═══ Page extract ═══

Posted on 05/28/2007 5:44:20 PM PDT by SirLinksalot

There is evidence for intelligent design in the universe." This does not seem like an especially radical statement; many people believe that God has revealed himself through creation. Such beliefs, however, do not conform to politically correct notions in academia, as Professor Guillermo Gonzalez is learning the hard way. An astronomer at Iowa State University, Professor Gonzalez was recently denied tenure—despite his stellar academic record—and it is increasingly clear he was rejected for one reason: He wrote a book entitled The Privileged Planet which showed that there is evidence for design in the universe.& nbsp; Dr. Gonzalez's case has truly distressing implications for academic freedom in colleges and universities across the country, especially in science departments.

Dr. Gonzalez, who fled from Cuba to America as a child, earned his PhD in astronomy from the University of Washington. By academic standards, Dr. Gonzalez has had a remarkable career. Though still a young man, he has already authored sixty-eight peer-reviewed scientific papers. These papers have been featured in some of the world's most respected scientific journals, including Science and Nature. Dr. Gonzalez has also co-authored a college-level text book entitled Observational Astronomy, which was published by Cambridge Press.

According to the written requirements for tenure at the Iowa State University, a prospective candidate is required to have published at least fifteen peer-reviewed scientific papers. With sixty-eight papers to his name, Dr. Gonzalez has already exceeded that requirement by 350%. Ninety-one percent of professors who applied for tenure at Iowa State University this year were successful, implying that there has to be something seriously wrong with a candidate before they are rejected.

═══ Supplied records ═══

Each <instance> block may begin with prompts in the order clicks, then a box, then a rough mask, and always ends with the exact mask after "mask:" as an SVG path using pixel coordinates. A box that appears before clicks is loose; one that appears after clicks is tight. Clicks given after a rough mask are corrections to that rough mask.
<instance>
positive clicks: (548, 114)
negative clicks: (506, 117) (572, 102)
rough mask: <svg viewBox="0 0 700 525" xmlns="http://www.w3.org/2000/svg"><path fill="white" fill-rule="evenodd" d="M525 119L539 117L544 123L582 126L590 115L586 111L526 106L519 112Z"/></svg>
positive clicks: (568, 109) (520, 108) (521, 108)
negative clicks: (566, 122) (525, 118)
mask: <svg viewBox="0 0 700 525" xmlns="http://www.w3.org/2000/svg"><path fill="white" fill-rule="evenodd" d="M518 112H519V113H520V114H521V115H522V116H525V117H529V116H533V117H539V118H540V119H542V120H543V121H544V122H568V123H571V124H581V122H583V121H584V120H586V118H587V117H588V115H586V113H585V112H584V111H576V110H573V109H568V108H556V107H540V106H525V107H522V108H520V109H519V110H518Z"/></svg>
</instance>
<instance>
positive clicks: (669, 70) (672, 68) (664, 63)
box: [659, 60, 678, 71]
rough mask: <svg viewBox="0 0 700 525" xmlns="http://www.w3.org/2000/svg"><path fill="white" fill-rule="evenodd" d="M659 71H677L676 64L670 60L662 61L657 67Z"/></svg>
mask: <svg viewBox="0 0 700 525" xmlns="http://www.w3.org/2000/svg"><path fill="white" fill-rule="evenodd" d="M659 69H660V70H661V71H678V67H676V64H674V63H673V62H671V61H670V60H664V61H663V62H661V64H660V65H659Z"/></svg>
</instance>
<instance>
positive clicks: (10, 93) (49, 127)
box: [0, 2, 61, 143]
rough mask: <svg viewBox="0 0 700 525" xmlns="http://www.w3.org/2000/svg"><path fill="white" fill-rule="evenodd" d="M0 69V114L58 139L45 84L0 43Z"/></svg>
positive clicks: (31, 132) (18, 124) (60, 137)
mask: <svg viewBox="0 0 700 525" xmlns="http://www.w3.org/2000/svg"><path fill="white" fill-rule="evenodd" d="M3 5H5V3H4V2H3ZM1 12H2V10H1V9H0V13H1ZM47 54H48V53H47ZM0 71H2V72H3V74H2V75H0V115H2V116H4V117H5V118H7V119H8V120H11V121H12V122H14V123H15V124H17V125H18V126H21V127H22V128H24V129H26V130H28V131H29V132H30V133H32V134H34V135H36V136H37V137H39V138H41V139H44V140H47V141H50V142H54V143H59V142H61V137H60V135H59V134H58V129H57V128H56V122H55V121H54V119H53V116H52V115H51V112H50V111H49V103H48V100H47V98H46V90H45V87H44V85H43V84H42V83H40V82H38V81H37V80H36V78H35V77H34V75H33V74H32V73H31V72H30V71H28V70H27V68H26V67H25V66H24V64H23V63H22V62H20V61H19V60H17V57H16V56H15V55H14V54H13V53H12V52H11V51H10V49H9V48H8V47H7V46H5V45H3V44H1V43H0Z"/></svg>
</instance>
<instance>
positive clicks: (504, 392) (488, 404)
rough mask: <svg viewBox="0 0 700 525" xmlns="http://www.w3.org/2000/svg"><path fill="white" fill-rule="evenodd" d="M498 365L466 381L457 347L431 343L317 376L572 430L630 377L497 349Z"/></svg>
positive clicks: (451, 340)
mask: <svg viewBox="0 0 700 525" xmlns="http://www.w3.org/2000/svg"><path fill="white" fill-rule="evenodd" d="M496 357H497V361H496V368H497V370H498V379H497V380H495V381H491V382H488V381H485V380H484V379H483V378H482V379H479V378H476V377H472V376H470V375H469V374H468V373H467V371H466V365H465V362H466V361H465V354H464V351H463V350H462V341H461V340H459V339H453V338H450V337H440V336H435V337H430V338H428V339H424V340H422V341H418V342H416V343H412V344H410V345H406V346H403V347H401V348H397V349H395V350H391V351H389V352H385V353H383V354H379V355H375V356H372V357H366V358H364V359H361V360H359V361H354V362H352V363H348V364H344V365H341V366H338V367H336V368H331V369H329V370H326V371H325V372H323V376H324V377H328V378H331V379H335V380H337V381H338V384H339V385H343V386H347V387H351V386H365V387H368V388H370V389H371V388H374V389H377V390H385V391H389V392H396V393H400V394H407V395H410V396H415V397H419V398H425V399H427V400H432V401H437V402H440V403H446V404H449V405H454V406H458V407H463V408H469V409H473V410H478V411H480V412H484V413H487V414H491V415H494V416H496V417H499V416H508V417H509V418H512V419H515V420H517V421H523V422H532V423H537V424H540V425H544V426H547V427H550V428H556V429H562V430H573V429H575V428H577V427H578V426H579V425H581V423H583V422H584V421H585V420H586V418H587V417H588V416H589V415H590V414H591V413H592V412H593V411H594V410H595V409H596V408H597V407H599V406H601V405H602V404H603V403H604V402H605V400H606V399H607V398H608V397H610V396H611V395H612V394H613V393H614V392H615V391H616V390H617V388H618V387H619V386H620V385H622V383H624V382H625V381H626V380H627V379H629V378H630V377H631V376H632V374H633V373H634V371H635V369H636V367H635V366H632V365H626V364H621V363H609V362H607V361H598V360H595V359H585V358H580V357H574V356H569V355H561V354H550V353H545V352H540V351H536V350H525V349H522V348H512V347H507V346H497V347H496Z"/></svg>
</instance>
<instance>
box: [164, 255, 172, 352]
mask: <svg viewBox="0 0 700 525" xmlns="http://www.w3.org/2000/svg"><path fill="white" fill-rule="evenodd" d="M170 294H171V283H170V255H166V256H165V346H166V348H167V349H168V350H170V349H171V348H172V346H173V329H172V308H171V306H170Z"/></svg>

═══

### What to work on
1/ Quote the passage about Professor Gonzalez's tenure case from "Posted on 05/28/2007" to "in science departments.".
2/ According to the passage about Professor Gonzalez's tenure case, how many peer-reviewed scientific papers does Iowa State University require of a tenure candidate?
3/ In the passage about Professor Gonzalez's tenure case, why does the writer conclude that something must be seriously wrong with a candidate before Iowa State rejects them?

### Task-by-task results
1/
Posted on 05/28/2007 5:44:20 PM PDT by SirLinksalot

There is evidence for intelligent design in the universe." This does not seem like an especially radical statement; many people believe that God has revealed himself through creation. Such beliefs, however, do not conform to politically correct notions in academia, as Professor Guillermo Gonzalez is learning the hard way. An astronomer at Iowa State University, Professor Gonzalez was recently denied tenure—despite his stellar academic record—and it is increasingly clear he was rejected for one reason: He wrote a book entitled The Privileged Planet which showed that there is evidence for design in the universe.& nbsp; Dr. Gonzalez's case has truly distressing implications for academic freedom in colleges and universities across the country, especially in science departments.

2/ At least fifteen.

3/ Ninety-one percent of professors who applied for tenure at Iowa State University this year were successful. The writer takes that high success rate to mean that a rejection points to a serious problem with the candidate.